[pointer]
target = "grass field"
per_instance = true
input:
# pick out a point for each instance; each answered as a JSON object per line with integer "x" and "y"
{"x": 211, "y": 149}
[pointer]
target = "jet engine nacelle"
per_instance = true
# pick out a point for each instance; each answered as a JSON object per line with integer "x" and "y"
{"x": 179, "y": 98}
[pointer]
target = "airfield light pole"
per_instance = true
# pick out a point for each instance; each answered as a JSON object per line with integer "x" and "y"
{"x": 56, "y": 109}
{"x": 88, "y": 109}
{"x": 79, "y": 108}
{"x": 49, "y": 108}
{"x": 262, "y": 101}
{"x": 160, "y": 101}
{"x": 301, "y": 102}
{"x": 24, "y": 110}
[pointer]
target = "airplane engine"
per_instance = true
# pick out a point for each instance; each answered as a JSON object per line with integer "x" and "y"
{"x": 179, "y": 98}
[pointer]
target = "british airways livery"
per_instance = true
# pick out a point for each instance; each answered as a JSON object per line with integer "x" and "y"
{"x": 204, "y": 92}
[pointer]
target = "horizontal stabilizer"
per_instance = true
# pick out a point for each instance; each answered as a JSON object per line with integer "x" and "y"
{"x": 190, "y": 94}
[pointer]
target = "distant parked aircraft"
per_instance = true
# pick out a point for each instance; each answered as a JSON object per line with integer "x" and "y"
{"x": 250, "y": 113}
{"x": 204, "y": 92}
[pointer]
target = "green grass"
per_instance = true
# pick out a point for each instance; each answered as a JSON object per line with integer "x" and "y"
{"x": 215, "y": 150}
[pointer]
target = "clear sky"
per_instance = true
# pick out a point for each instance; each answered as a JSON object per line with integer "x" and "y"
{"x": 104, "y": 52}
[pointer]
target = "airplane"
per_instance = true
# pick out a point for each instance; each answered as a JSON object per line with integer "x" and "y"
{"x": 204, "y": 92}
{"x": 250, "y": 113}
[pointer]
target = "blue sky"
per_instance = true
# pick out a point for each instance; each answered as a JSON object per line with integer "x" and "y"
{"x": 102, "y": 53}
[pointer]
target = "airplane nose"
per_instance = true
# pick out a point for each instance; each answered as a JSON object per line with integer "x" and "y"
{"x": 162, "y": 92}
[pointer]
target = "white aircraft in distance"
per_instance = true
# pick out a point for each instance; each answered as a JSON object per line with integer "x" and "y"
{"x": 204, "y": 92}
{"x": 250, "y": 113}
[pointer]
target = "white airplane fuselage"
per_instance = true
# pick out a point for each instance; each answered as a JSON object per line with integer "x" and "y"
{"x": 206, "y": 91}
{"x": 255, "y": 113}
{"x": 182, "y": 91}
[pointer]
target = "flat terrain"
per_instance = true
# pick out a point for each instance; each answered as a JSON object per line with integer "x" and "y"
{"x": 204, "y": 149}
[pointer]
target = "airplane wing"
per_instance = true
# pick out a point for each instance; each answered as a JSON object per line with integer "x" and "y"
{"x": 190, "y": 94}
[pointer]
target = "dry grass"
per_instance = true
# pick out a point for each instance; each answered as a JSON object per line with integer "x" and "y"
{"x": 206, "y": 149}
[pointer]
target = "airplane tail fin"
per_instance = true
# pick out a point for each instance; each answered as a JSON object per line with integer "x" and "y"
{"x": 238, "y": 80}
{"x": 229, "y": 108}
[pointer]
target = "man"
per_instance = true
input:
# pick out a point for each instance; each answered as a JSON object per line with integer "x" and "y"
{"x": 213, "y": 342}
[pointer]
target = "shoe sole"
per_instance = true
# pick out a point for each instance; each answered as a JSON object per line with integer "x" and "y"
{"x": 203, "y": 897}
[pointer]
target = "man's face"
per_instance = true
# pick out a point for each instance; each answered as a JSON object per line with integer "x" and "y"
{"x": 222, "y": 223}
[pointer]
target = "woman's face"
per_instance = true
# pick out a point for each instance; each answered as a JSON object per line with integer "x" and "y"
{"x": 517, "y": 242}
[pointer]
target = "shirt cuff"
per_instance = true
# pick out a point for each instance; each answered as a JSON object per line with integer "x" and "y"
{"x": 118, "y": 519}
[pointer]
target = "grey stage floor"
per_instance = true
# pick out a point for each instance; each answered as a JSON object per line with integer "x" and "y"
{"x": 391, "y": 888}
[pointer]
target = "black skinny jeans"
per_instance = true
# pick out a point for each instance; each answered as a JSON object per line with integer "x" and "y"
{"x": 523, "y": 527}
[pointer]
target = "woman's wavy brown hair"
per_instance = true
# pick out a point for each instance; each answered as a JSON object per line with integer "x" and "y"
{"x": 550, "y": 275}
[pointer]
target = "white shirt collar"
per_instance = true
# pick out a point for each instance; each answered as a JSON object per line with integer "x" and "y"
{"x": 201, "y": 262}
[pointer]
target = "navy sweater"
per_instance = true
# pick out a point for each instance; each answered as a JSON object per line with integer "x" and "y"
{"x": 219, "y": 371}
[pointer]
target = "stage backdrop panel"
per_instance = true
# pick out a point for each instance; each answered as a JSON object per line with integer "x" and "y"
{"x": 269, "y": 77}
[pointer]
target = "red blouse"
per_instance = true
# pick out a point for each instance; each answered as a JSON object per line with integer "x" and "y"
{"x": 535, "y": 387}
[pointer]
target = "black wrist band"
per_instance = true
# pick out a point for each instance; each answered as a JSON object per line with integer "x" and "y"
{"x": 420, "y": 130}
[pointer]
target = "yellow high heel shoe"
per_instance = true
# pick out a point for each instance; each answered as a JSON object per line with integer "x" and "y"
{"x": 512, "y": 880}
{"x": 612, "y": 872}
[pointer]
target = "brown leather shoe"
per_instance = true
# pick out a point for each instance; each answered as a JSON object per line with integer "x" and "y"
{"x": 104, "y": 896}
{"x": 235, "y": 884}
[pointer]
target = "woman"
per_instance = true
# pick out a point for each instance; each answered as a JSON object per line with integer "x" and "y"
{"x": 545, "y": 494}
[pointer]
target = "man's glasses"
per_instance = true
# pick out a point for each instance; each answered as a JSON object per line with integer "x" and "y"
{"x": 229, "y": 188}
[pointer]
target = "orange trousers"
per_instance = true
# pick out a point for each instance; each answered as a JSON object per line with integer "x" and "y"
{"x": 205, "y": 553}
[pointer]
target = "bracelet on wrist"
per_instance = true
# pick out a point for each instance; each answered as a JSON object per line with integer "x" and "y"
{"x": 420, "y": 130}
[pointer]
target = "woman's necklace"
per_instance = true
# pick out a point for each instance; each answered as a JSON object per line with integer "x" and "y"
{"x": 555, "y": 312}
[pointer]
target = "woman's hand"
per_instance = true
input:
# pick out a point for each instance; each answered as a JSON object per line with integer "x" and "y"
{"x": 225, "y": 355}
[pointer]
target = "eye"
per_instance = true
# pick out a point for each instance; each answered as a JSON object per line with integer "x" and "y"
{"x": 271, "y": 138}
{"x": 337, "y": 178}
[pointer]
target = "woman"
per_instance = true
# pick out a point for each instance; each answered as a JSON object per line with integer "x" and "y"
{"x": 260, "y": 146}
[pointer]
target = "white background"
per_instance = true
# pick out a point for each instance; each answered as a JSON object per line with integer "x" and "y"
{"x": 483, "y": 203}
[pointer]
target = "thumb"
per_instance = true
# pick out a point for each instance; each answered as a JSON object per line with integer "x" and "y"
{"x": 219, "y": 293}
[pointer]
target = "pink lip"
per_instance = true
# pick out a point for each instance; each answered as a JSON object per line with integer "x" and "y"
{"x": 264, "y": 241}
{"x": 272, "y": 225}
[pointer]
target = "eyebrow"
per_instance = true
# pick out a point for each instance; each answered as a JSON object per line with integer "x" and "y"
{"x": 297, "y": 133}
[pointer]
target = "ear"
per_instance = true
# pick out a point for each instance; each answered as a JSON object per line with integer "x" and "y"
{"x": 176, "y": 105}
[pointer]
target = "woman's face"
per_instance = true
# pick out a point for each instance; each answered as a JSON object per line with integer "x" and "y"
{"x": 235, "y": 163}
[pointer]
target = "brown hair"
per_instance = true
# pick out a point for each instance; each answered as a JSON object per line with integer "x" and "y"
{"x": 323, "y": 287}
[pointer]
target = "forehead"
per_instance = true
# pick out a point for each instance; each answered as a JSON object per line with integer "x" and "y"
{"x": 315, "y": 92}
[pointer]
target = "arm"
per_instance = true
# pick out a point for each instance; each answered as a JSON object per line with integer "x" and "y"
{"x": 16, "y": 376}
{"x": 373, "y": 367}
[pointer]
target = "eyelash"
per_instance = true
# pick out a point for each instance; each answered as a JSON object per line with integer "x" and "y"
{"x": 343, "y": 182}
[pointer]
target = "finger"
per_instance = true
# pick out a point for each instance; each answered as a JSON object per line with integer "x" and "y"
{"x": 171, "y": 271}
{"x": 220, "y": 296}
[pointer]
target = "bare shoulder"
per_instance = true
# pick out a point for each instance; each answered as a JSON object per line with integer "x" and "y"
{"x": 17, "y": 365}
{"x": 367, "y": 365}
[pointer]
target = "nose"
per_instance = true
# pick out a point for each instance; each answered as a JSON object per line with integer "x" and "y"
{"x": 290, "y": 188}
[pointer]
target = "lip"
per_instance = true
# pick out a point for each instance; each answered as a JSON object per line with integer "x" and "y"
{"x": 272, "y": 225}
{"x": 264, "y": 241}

**Exercise**
Count the lines above that contain the word "airplane", and give only the number.

**Written answer**
6